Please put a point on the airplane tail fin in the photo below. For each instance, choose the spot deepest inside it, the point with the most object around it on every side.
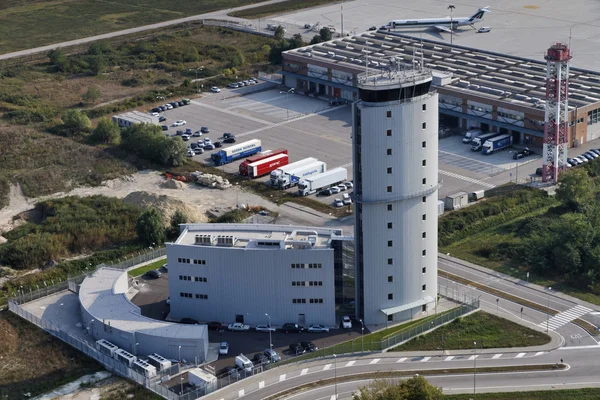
(478, 16)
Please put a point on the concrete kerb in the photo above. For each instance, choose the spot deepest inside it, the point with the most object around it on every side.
(517, 281)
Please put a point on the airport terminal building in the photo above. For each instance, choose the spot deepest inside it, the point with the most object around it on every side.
(494, 92)
(240, 272)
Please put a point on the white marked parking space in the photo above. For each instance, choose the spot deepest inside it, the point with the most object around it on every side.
(564, 317)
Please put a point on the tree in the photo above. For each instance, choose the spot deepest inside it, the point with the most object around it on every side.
(415, 388)
(575, 188)
(76, 123)
(107, 132)
(279, 32)
(92, 95)
(325, 34)
(149, 228)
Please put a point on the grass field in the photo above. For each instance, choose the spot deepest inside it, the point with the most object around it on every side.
(572, 394)
(26, 24)
(33, 361)
(487, 330)
(278, 8)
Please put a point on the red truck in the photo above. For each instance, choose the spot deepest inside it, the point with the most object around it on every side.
(264, 167)
(258, 157)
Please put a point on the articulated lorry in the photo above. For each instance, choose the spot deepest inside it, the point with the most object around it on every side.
(265, 166)
(280, 171)
(261, 156)
(293, 177)
(237, 151)
(497, 143)
(477, 143)
(321, 181)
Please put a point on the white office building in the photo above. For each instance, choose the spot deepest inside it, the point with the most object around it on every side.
(395, 153)
(240, 272)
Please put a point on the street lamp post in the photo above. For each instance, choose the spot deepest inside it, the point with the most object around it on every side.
(270, 341)
(451, 7)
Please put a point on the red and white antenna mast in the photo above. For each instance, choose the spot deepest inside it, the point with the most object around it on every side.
(557, 109)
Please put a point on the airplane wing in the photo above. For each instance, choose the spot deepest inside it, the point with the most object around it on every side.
(443, 28)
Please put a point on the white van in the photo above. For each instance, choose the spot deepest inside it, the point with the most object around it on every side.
(242, 362)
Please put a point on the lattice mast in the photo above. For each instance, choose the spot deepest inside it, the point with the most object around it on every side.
(556, 115)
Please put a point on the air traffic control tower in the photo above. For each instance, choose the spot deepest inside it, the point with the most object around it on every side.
(395, 155)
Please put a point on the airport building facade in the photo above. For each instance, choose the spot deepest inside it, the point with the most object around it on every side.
(480, 89)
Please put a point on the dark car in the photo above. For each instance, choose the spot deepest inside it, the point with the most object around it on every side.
(215, 326)
(296, 348)
(309, 346)
(294, 328)
(260, 359)
(153, 274)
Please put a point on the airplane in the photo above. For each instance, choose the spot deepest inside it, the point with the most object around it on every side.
(443, 24)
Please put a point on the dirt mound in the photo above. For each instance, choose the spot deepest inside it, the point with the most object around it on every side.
(166, 204)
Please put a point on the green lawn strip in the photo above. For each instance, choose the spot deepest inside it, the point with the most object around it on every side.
(142, 270)
(487, 330)
(560, 394)
(401, 374)
(278, 8)
(583, 324)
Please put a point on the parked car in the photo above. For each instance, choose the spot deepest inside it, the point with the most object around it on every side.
(346, 322)
(224, 348)
(214, 326)
(296, 348)
(289, 327)
(153, 274)
(272, 355)
(238, 327)
(318, 328)
(264, 328)
(309, 346)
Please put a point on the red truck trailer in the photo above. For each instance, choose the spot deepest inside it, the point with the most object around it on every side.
(266, 154)
(264, 167)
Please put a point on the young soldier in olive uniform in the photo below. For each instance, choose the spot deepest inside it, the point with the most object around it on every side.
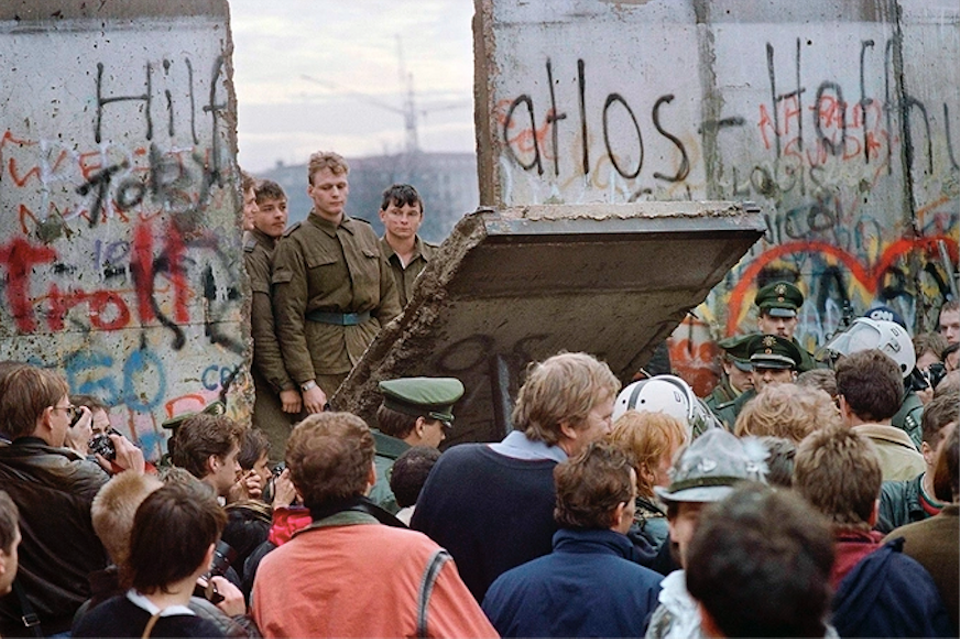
(416, 411)
(775, 360)
(735, 371)
(333, 289)
(402, 214)
(278, 400)
(778, 303)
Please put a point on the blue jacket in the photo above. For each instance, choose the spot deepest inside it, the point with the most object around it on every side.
(587, 587)
(889, 594)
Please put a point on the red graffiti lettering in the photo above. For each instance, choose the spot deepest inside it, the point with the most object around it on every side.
(20, 258)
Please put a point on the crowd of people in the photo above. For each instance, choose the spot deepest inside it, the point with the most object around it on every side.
(808, 495)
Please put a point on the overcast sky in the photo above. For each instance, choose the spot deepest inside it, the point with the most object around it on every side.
(350, 49)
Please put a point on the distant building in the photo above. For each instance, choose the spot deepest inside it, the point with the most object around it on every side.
(447, 182)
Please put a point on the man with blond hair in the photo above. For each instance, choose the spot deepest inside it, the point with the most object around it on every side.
(53, 488)
(208, 447)
(491, 505)
(878, 591)
(332, 287)
(787, 410)
(347, 575)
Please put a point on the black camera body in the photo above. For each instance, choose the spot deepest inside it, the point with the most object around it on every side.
(103, 445)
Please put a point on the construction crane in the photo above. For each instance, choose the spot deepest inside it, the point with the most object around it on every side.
(409, 109)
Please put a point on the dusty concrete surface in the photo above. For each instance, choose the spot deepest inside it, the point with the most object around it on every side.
(840, 118)
(120, 260)
(518, 285)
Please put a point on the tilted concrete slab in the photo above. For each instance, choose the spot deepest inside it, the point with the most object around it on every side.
(517, 285)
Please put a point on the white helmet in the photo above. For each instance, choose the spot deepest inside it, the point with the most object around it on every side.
(667, 394)
(889, 337)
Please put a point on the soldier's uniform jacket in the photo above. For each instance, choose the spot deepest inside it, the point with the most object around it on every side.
(319, 266)
(422, 253)
(722, 393)
(729, 411)
(909, 417)
(267, 359)
(807, 363)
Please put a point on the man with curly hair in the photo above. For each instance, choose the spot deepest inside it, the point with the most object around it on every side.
(347, 575)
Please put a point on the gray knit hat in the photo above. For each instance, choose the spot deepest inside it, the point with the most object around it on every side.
(709, 467)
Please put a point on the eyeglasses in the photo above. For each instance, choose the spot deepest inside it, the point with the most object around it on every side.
(70, 409)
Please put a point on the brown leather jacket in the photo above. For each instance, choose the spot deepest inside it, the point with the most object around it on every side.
(53, 489)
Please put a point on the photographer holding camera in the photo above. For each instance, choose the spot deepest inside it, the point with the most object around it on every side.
(182, 525)
(53, 488)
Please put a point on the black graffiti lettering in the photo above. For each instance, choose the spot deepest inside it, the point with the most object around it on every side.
(212, 173)
(946, 124)
(552, 118)
(99, 183)
(772, 77)
(130, 193)
(193, 106)
(907, 104)
(864, 100)
(213, 320)
(684, 169)
(582, 86)
(612, 99)
(762, 182)
(103, 101)
(831, 285)
(888, 99)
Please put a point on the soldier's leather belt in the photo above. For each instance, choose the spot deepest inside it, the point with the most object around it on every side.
(338, 319)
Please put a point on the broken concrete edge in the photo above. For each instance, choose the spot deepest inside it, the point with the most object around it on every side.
(666, 209)
(52, 11)
(398, 342)
(484, 87)
(408, 337)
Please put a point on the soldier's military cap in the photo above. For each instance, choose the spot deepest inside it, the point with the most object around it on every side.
(779, 299)
(431, 397)
(773, 351)
(737, 350)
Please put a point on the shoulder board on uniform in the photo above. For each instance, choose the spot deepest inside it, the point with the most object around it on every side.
(292, 228)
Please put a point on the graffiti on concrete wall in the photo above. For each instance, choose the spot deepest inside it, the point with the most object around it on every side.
(843, 132)
(120, 255)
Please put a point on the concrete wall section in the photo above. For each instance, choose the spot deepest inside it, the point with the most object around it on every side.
(518, 285)
(840, 119)
(119, 239)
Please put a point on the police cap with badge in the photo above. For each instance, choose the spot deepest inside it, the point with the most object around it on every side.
(429, 397)
(779, 299)
(773, 351)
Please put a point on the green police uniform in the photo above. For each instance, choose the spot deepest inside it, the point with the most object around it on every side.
(735, 351)
(766, 351)
(721, 394)
(406, 276)
(333, 291)
(429, 397)
(783, 299)
(269, 375)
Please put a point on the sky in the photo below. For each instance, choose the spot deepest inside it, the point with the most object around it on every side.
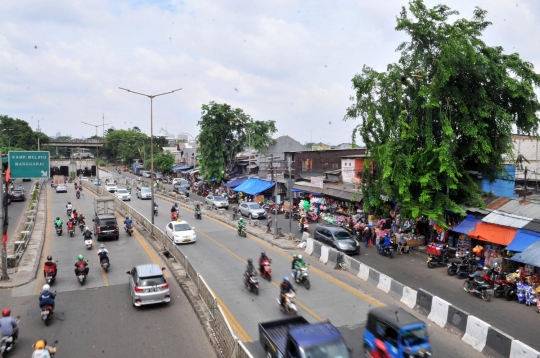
(62, 61)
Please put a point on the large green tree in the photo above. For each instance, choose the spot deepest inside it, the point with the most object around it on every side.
(224, 133)
(445, 110)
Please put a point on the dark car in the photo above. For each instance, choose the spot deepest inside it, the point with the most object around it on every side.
(338, 238)
(18, 195)
(106, 226)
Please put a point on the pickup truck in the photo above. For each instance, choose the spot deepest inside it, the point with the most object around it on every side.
(296, 337)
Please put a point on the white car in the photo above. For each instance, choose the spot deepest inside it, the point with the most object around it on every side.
(111, 187)
(123, 194)
(180, 232)
(144, 193)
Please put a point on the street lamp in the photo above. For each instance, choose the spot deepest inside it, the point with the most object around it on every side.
(97, 151)
(151, 143)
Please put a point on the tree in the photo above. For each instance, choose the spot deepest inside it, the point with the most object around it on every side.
(445, 109)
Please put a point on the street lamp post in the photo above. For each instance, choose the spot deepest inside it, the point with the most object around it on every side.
(151, 144)
(97, 150)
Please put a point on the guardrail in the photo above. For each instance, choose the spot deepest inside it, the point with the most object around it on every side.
(229, 344)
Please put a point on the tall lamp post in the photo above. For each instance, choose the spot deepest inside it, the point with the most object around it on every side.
(97, 151)
(151, 143)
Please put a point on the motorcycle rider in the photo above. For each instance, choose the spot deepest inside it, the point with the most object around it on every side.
(46, 297)
(284, 288)
(48, 265)
(9, 326)
(81, 266)
(300, 263)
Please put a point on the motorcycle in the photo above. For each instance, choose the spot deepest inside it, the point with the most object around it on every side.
(267, 270)
(252, 283)
(242, 231)
(483, 289)
(302, 277)
(289, 305)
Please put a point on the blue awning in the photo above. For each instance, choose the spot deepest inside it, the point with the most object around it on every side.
(467, 225)
(524, 238)
(530, 256)
(235, 183)
(254, 186)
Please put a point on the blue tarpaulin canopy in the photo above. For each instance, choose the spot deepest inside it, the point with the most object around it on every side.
(235, 183)
(524, 238)
(254, 186)
(467, 225)
(529, 256)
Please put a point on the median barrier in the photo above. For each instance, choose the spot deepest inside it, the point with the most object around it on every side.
(325, 251)
(439, 311)
(456, 321)
(423, 302)
(476, 333)
(498, 344)
(521, 350)
(384, 283)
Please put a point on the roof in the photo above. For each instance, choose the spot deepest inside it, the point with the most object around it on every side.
(505, 219)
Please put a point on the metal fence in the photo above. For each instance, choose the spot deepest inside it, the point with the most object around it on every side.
(229, 344)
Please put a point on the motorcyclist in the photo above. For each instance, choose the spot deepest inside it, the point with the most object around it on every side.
(9, 326)
(46, 297)
(300, 263)
(284, 288)
(81, 266)
(50, 266)
(262, 259)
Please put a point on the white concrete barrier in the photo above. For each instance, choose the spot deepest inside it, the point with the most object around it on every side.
(439, 312)
(325, 251)
(309, 246)
(384, 283)
(364, 272)
(521, 350)
(409, 297)
(476, 333)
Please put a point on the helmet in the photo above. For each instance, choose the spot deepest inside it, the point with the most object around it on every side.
(40, 344)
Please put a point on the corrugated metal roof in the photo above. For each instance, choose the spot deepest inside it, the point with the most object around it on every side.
(505, 219)
(517, 207)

==============================

Task directions ▸ Find the line containing "Please put a point on the helmet". Reproduce it exactly, along with every line after it through the last.

Output of the task ▸
Please put a point on the helmet in the photo above. For each instance, choose the spot deepest inside it, the point with the most object around it on every side.
(40, 344)
Please put a point on the corrugated metal roof in the photo above. For each instance, choose the spot deepest inside it, the point with the most object around it on every side.
(505, 219)
(517, 207)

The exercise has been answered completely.